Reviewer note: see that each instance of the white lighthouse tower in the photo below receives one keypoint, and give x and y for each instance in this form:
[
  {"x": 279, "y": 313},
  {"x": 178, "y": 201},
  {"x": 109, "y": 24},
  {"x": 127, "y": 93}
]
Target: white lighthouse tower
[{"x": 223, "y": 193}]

◆ ◆ ◆

▶ **Request**: Copy each of the items above line for line, keeping every character unchanged.

▶ **Task response**:
Reviewer note: see that each instance of the white lighthouse tower in the photo below receives one keypoint, and give x and y for each instance in this form:
[
  {"x": 279, "y": 313},
  {"x": 178, "y": 201},
  {"x": 109, "y": 24},
  {"x": 127, "y": 93}
]
Target: white lighthouse tower
[{"x": 223, "y": 193}]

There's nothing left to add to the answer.